Given request:
Transcribe every one of the records below verbatim, character for character, and omit the pictures from your transcription.

Information shown:
----------------

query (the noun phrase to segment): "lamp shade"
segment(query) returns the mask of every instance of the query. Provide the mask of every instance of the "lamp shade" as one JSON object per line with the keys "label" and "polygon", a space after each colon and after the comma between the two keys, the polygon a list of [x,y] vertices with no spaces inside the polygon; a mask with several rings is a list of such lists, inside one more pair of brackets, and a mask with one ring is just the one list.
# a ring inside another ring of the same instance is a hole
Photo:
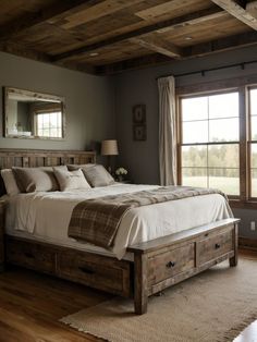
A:
{"label": "lamp shade", "polygon": [[117,141],[102,141],[101,142],[101,155],[102,156],[119,155]]}

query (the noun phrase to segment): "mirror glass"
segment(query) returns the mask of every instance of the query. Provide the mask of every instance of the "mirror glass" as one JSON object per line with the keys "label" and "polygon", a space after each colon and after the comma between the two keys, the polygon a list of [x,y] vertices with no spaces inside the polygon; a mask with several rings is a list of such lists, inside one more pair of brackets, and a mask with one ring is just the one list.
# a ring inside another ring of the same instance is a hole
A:
{"label": "mirror glass", "polygon": [[64,98],[4,87],[4,136],[64,138]]}

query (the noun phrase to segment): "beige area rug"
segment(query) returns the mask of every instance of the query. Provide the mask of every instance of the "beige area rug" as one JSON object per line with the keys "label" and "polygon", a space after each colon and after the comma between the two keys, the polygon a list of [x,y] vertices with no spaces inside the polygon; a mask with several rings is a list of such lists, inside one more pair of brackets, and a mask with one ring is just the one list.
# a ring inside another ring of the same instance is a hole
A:
{"label": "beige area rug", "polygon": [[232,341],[257,319],[257,261],[228,261],[149,298],[136,316],[133,302],[113,298],[61,319],[113,342]]}

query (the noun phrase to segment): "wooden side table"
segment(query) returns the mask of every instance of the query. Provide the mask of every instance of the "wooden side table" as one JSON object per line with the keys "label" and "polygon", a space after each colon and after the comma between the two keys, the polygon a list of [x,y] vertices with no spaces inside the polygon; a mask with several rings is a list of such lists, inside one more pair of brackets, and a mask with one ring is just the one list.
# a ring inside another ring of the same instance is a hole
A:
{"label": "wooden side table", "polygon": [[7,203],[0,199],[0,272],[4,270],[4,219]]}

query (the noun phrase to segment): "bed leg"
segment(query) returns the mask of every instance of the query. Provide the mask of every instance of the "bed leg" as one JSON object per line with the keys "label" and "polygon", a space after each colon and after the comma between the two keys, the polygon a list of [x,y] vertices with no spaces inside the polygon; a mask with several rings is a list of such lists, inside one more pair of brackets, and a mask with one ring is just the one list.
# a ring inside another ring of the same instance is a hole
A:
{"label": "bed leg", "polygon": [[134,254],[134,307],[136,315],[147,312],[147,255]]}
{"label": "bed leg", "polygon": [[234,256],[230,258],[230,267],[235,267],[237,265],[238,258],[238,224],[234,224],[233,234],[233,245],[234,245]]}

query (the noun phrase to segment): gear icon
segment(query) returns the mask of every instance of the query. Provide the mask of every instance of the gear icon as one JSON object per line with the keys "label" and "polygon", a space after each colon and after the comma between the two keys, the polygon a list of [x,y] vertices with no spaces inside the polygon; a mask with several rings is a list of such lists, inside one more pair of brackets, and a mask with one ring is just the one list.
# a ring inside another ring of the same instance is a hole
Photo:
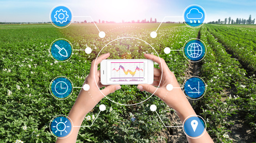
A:
{"label": "gear icon", "polygon": [[56,11],[56,14],[54,15],[56,21],[60,24],[66,22],[69,18],[69,15],[67,13],[67,11],[63,10],[62,9],[60,9],[60,10]]}

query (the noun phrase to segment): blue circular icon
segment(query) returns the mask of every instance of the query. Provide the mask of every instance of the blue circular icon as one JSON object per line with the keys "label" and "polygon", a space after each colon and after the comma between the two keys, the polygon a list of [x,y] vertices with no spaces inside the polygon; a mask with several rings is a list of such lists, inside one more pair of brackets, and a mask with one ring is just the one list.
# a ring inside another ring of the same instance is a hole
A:
{"label": "blue circular icon", "polygon": [[58,99],[64,99],[73,91],[71,82],[65,77],[54,79],[50,85],[51,93]]}
{"label": "blue circular icon", "polygon": [[201,117],[191,117],[185,120],[183,129],[189,137],[197,138],[200,137],[205,132],[206,124]]}
{"label": "blue circular icon", "polygon": [[203,24],[206,13],[202,7],[198,5],[187,7],[183,13],[185,24],[191,28],[198,28]]}
{"label": "blue circular icon", "polygon": [[72,45],[67,40],[57,39],[51,43],[50,51],[54,59],[65,62],[72,56]]}
{"label": "blue circular icon", "polygon": [[72,21],[72,12],[66,6],[56,6],[50,13],[50,20],[55,27],[59,28],[66,28]]}
{"label": "blue circular icon", "polygon": [[55,118],[51,123],[51,131],[57,137],[65,137],[72,130],[72,124],[69,119],[62,116]]}
{"label": "blue circular icon", "polygon": [[191,100],[198,100],[202,97],[206,89],[205,82],[196,76],[187,79],[184,87],[185,94]]}
{"label": "blue circular icon", "polygon": [[186,42],[183,52],[186,58],[192,62],[199,62],[205,56],[206,49],[199,39],[191,39]]}

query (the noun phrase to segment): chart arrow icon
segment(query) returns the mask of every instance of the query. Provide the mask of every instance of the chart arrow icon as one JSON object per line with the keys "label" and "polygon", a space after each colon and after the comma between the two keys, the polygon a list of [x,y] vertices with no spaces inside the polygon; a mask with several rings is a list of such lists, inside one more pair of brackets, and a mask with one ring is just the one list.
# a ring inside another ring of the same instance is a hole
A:
{"label": "chart arrow icon", "polygon": [[54,46],[55,46],[55,47],[59,50],[59,53],[61,56],[65,57],[67,57],[67,51],[66,51],[66,49],[65,49],[64,48],[60,48],[60,47],[59,47],[59,46],[58,46],[56,44]]}

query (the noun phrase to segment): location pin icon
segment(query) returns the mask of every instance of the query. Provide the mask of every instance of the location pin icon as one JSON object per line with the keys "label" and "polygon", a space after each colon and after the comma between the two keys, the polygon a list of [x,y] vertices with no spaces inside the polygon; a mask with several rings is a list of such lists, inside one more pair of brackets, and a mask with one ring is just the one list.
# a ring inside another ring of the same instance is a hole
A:
{"label": "location pin icon", "polygon": [[196,128],[197,127],[197,125],[198,124],[198,122],[196,120],[193,120],[191,121],[191,124],[192,128],[193,128],[194,132],[196,131]]}

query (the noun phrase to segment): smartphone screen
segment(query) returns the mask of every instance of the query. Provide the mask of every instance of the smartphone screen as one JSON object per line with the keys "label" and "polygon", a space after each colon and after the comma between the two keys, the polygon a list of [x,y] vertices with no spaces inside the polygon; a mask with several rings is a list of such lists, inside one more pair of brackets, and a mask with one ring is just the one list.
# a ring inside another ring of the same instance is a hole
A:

----------------

Response to the exercise:
query (the noun phrase to segment): "lamp shade"
segment(query) returns the mask of every instance of the query. Provide the mask of every instance of the "lamp shade" as one JSON object per line with the keys "label" and "polygon", a space after each colon and after the comma between the two keys, the polygon a list of [x,y] vertices with no spaces inside the polygon; a mask with several rings is a list of such lists, inside one more pair of brackets, and a mask with one ring is just the one list.
# a ring inside another ring of the same instance is a hole
Photo:
A:
{"label": "lamp shade", "polygon": [[117,141],[102,141],[101,142],[101,155],[102,156],[119,155]]}

query (the noun phrase to segment): "mirror glass"
segment(query) returns the mask of every instance of the query. Provide the mask of every instance of the "mirror glass" as one JSON object per line with the keys "label" and "polygon", a space after each colon and after the comma between the two keys, the polygon a list of [x,y] vertices with no spaces inside the polygon; a mask with several rings is a list of such lists, inside one more pair of brackets, and a mask with one ring is just the one list.
# a ring inside another ring of the same instance is a hole
A:
{"label": "mirror glass", "polygon": [[64,98],[4,87],[4,136],[64,138]]}

query (the noun phrase to segment): "beige area rug"
segment(query) returns the mask of every instance of the query. Provide the mask of every instance of the "beige area rug" as one JSON object per line with the keys "label" and "polygon", a space after each colon and after the comma between the two keys, the polygon a list of [x,y] vertices with no spaces inside the polygon; a mask with several rings is a list of such lists, inside one more pair of brackets, and a mask with one ring is just the one list.
# a ring inside another ring of the same instance is a hole
A:
{"label": "beige area rug", "polygon": [[232,341],[257,319],[257,261],[228,261],[149,298],[136,316],[133,302],[113,298],[61,319],[113,342]]}

query (the noun phrase to segment): "wooden side table"
segment(query) returns the mask of every instance of the query. Provide the mask of every instance of the "wooden side table" as one JSON object per line with the keys "label" and "polygon", a space after each colon and after the comma between the two keys, the polygon a list of [x,y] vertices with no spaces inside the polygon; a mask with several rings is a list of such lists, inside one more pair of brackets, and a mask with one ring is just the one list.
# a ring inside another ring of the same instance is a hole
A:
{"label": "wooden side table", "polygon": [[7,203],[0,199],[0,272],[4,270],[4,219]]}

query (the noun phrase to segment): "bed leg"
segment(query) returns the mask of every instance of the query. Provide the mask of every instance of the "bed leg" as one JSON object per line with the keys "label" and "polygon", a space after each colon and after the comma between the two keys, the polygon a list of [x,y] vertices with no spaces inside the polygon; a mask with several rings is a list of such lists, inside one more pair of brackets, and a mask with one ring is just the one list.
# a ring inside another ring of the same instance is a hole
A:
{"label": "bed leg", "polygon": [[134,254],[134,307],[136,315],[147,312],[147,255]]}
{"label": "bed leg", "polygon": [[234,256],[230,258],[230,267],[235,267],[237,265],[238,258],[238,224],[234,224],[233,234],[233,245],[234,245]]}

query (the noun phrase to segment): gear icon
segment(query) returns the mask of every instance of the query. Provide the mask of every instance of the gear icon as one JSON object per line with the keys "label" and "polygon", a space after each colon and after the comma between the two keys, the polygon a list of [x,y] vertices with no spaces inside the polygon; a mask with several rings is a list of such lists, inside one more pair of brackets, and a mask with one ring is just the one list.
# a ring inside another ring of the same instance is a hole
Photo:
A:
{"label": "gear icon", "polygon": [[56,11],[56,14],[54,15],[56,21],[60,24],[66,22],[69,18],[69,15],[67,13],[67,11],[63,10],[62,9],[60,9],[60,10]]}

query (the noun phrase to segment): blue circular icon
segment(query) returns the mask of every instance of the query. Provide the mask of every instance of the blue circular icon as one JSON object per line with the keys "label" and "polygon", a space after each colon and after the comma between the two keys, the polygon a list of [x,y] vertices with no spaces inside the polygon; a mask with several rings is a list of such lists, inside one more pair of brackets, and a mask with one ring is just the one list.
# a ring inside another ring of the same instance is a hole
A:
{"label": "blue circular icon", "polygon": [[58,99],[64,99],[73,91],[71,82],[65,77],[54,79],[50,85],[51,93]]}
{"label": "blue circular icon", "polygon": [[201,117],[191,117],[185,120],[183,129],[189,137],[197,138],[200,137],[205,132],[206,124]]}
{"label": "blue circular icon", "polygon": [[203,24],[206,13],[202,7],[198,5],[187,7],[183,13],[185,24],[191,28],[198,28]]}
{"label": "blue circular icon", "polygon": [[72,45],[67,40],[57,39],[51,43],[50,51],[54,59],[65,62],[72,56]]}
{"label": "blue circular icon", "polygon": [[72,21],[72,12],[66,6],[56,6],[50,13],[50,20],[55,27],[59,28],[66,28]]}
{"label": "blue circular icon", "polygon": [[55,118],[51,123],[51,131],[57,137],[65,137],[72,130],[72,124],[69,119],[62,116]]}
{"label": "blue circular icon", "polygon": [[191,100],[198,100],[202,97],[206,89],[205,82],[196,76],[187,79],[184,87],[185,94]]}
{"label": "blue circular icon", "polygon": [[186,42],[183,52],[186,58],[192,62],[199,62],[205,56],[206,49],[199,39],[191,39]]}

query (the noun phrase to segment): chart arrow icon
segment(query) returns the mask of every instance of the query. Provide the mask of every instance of the chart arrow icon as one JSON object per line with the keys "label" and "polygon", a space after each colon and after the comma between the two keys, the polygon a list of [x,y] vertices with no spaces inside the polygon; a mask with several rings is a list of such lists, inside one more pair of brackets, and a mask with one ring is just the one list.
# a ring inside another ring of the same instance is a hole
A:
{"label": "chart arrow icon", "polygon": [[54,46],[55,46],[55,47],[59,50],[59,53],[61,56],[65,57],[67,57],[67,51],[66,51],[66,49],[65,49],[64,48],[60,48],[60,47],[59,47],[59,46],[58,46],[56,44]]}

query (the noun phrase to segment): location pin icon
segment(query) returns the mask of every instance of the query. Provide the mask of every instance of the location pin icon as one JSON object per line with the keys "label" and "polygon", a space after each colon and after the comma between the two keys, the polygon a list of [x,y] vertices with no spaces inside the polygon; a mask with several rings is a list of such lists, inside one more pair of brackets, and a mask with one ring is just the one list.
# a ring inside another ring of the same instance is a hole
A:
{"label": "location pin icon", "polygon": [[196,128],[197,127],[197,125],[198,124],[198,122],[196,120],[193,120],[191,121],[191,124],[192,128],[193,128],[194,132],[196,131]]}

query (the noun phrase to segment): smartphone screen
segment(query) returns the mask of every instance of the query. Provide the mask of every instance of the smartphone screen as one JSON object per line with the keys "label" and "polygon", a space after each colon and after the comma between the two keys, the polygon a list of [x,y] vertices with no spaces inside the polygon; a mask with several rings is a list of such lists, inside one more pair of brackets, and a mask with one ring is just the one list.
# a ring inside another ring of the same instance is a hole
A:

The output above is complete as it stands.